_Activities_
(1) Decide whether each statement agrees with the article on the artificial leaf, answering yes or no and quoting the deciding words: (a) Burning hydrogen in the presence of oxygen leaves ordinary water as the end by-product. (b) The fast step is the one where chemical energy is used to split water into hydrogen and oxygen. (c) Thomas Moore is a physics professor at ASU.
(2) Quote everything in the artificial leaf article from "Plants, algae and" down to "chemistry professor, said.".
(3) Write what comes next in the article on the artificial leaf, starting after its final sentence.

A new artificial leaf may, one day, produce enough hydrogen to fuel humanities' needs for the clean-burning fuel. Or, at least that's what the researchers of Arizona State University (ASU) think.
In the presence of oxygen, hydrogen can generate large amounts of energy, in a highly-efficient process. The end by-product is ordinary water. Hydrogen may one day be able to provide vast quantities of energy, in an environmentally-safe manner. This could lead to what futurists call a "hydrogen economy."
Due to the scarcity of free hydrogen, it is not possible, from an economic standpoint, to produce electricity through this process. Vast quantities of hydrogen exist in the form of water in the world's oceans. But it takes more energy to extract the element than a plant can extract from burning.
Plants, algae and other living organisms are able to utilize the gas to help power their biological mechanisms. Chemists, physicists and engineers are striving to find a way to utilize these natural systems to produce an artificial version of leaves.
"Initially, our artificial leaf did not work very well, and our diagnostic studies on why indicated that a step where a fast chemical reaction had to interact with a slow chemical reaction was not efficient. The fast one is the step where light energy is converted to chemical energy, and the slow one is the step where the chemical energy is used to convert water into its elements - hydrogen and oxygen," Thomas Moore, ASU chemistry professor, said.
As they studied the phenomenon, the team found nature used an intermediary step between the two processes. Electrons were utilized to slow the conversion of light into chemicals capable of energy storage. Water oxidation then had a chance to release oxygen, timed with the absorption of light.

_Referring expression grounding data_
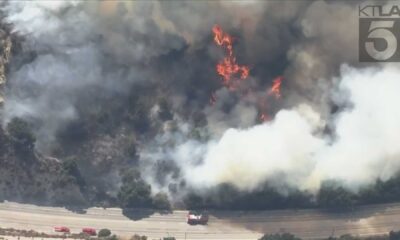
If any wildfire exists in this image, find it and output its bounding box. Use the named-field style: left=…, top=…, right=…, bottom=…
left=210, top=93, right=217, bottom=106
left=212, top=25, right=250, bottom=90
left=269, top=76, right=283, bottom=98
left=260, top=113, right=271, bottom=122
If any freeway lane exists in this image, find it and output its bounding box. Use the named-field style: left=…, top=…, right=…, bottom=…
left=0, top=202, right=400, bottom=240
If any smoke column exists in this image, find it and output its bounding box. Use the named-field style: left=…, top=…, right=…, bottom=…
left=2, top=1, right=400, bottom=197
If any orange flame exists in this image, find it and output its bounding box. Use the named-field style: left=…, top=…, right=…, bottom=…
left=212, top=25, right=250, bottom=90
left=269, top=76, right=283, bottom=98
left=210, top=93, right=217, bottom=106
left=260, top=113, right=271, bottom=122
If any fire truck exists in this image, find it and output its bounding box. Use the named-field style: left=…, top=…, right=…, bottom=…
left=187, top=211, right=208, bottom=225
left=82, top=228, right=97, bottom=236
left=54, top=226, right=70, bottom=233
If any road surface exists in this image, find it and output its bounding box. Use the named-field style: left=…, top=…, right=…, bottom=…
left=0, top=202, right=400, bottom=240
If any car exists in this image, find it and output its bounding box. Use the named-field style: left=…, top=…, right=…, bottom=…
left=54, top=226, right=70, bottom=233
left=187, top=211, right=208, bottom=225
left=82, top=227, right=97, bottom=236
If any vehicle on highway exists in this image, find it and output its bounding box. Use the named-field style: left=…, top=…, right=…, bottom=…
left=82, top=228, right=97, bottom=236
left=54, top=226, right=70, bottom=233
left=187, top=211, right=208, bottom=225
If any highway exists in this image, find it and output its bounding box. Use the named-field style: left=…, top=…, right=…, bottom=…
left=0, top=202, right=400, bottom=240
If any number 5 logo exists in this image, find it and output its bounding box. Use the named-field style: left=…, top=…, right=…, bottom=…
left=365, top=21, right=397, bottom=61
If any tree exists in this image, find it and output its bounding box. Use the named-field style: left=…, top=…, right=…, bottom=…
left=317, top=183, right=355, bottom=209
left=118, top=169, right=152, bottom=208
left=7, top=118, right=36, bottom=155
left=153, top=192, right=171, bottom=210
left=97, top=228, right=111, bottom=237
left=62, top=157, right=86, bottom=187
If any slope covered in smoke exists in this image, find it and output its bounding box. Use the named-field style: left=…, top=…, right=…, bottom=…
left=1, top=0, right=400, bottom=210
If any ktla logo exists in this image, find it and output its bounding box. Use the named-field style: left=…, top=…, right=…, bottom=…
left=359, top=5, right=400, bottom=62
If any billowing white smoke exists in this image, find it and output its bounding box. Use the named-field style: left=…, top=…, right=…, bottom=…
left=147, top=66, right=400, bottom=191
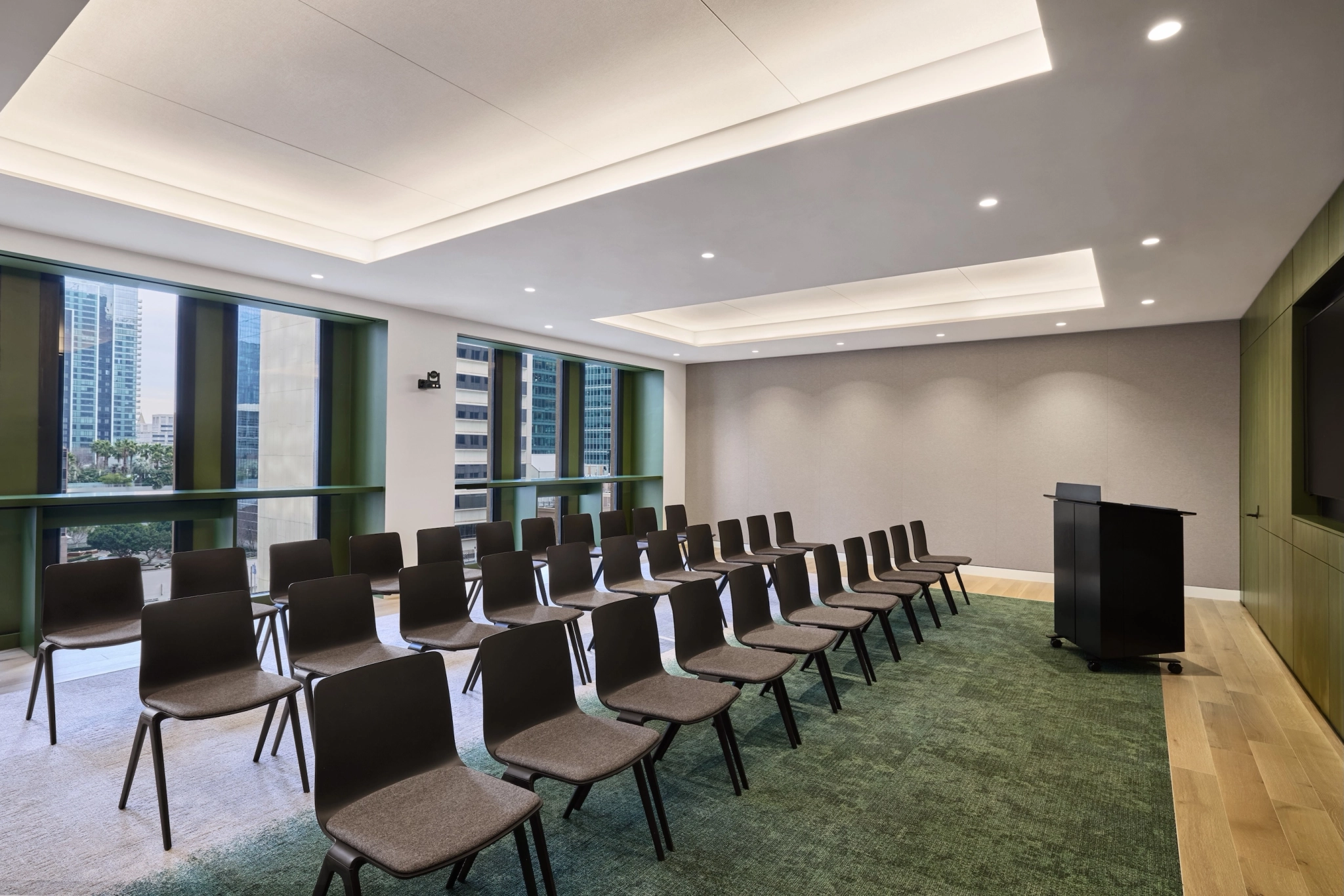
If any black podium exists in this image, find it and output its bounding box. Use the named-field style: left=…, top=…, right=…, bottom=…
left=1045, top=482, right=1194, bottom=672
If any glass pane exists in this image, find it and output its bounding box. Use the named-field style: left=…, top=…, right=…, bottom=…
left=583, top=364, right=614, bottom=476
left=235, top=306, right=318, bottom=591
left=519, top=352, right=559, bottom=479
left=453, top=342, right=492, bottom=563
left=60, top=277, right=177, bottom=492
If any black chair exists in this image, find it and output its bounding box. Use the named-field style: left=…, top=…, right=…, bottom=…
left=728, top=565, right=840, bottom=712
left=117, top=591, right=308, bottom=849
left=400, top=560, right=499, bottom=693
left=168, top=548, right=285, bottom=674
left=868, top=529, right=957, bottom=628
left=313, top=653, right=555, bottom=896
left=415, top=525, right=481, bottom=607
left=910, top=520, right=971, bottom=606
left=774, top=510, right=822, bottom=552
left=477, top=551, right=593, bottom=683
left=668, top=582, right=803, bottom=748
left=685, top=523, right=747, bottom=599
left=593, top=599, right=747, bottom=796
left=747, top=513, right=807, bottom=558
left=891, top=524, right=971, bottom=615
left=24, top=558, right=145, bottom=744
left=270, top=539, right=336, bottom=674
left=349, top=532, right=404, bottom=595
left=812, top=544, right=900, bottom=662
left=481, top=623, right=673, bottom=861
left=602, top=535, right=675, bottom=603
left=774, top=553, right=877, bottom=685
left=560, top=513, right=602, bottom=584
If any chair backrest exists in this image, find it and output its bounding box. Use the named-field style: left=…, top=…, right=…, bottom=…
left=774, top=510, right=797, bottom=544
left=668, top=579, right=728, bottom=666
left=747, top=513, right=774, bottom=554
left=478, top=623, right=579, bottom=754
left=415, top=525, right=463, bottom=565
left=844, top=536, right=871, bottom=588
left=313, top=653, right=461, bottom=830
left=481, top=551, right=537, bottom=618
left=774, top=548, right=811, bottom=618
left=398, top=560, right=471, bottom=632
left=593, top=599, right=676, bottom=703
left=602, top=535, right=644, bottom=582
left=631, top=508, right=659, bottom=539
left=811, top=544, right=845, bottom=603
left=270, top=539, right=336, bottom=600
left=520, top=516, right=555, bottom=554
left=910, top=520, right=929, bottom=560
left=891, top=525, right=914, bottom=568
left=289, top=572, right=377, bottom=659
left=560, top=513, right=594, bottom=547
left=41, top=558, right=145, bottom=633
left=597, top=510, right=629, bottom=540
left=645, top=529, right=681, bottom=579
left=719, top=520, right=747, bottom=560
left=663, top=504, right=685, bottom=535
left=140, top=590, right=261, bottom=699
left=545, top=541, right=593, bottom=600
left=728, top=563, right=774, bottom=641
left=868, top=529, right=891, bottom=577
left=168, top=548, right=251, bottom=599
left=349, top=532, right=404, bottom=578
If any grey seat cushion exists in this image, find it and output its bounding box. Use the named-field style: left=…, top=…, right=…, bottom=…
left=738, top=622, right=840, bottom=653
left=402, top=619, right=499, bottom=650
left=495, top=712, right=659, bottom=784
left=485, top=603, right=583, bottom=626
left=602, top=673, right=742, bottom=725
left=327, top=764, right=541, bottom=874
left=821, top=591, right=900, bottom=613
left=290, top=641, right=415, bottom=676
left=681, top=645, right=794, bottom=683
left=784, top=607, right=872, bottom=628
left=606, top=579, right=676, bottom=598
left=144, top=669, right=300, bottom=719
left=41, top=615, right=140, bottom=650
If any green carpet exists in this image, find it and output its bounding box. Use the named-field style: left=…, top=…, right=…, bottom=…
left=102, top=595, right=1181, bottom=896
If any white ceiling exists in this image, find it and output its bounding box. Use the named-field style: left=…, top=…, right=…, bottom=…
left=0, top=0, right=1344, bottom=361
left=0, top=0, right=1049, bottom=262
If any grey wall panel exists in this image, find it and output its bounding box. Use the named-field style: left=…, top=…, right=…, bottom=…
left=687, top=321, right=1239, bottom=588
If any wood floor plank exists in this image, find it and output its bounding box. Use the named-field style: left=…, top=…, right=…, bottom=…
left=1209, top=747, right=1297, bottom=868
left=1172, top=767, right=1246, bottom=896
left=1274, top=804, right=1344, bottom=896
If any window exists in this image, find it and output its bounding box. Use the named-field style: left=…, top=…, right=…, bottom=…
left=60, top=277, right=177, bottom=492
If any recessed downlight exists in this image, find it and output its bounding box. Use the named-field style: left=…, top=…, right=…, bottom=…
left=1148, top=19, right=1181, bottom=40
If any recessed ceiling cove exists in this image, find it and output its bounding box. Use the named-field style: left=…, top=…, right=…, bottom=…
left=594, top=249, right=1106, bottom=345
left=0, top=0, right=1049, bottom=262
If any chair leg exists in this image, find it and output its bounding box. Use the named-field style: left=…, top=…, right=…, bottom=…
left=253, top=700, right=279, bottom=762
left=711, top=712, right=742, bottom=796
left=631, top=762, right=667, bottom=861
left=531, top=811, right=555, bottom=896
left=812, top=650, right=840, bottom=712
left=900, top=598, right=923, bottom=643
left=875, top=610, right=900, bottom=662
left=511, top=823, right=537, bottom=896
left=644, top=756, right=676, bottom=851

_Task results_
(1)
(a) Yes: "The end by-product is ordinary water."
(b) No: "The fast one is the step where light energy is converted to chemical energy"
(c) No: "Thomas Moore, ASU chemistry professor"

(2)
Plants, algae and other living organisms are able to utilize the gas to help power their biological mechanisms. Chemists, physicists and engineers are striving to find a way to utilize these natural systems to produce an artificial version of leaves.
"Initially, our artificial leaf did not work very well, and our diagnostic studies on why indicated that a step where a fast chemical reaction had to interact with a slow chemical reaction was not efficient. The fast one is the step where light energy is converted to chemical energy, and the slow one is the step where the chemical energy is used to convert water into its elements - hydrogen and oxygen," Thomas Moore, ASU chemistry professor, said.

(3)
Once researchers at the university carried this experiment out, they saw a major improvement in the way their artificial leaf behaved. The leaf also answered a great mystery of photosynthesis - how the process could be as efficient as we see in the world around us.
Magnetic resonance spectroscopy and X-ray crystallography were used to investigate the mechanism behind this process. These techniques gave them the ability to visualize the movement of magnetic fields. They found a natural relay necessary for the process had an unusually short bond between a pair of atoms of hydrogen and nitrogen. This single atomic bond makes photosynthesis far more efficent than it would be without it.
Replicating the behavior of that bond may just be the long-sought secret of creating a hydrogen economy.
Along with Moore, Devens Gust, Ana Moore and Vladimiro Mujica also took part in the study. Research into the new artificial leaf has been detailed in the journal Nature Chemistry.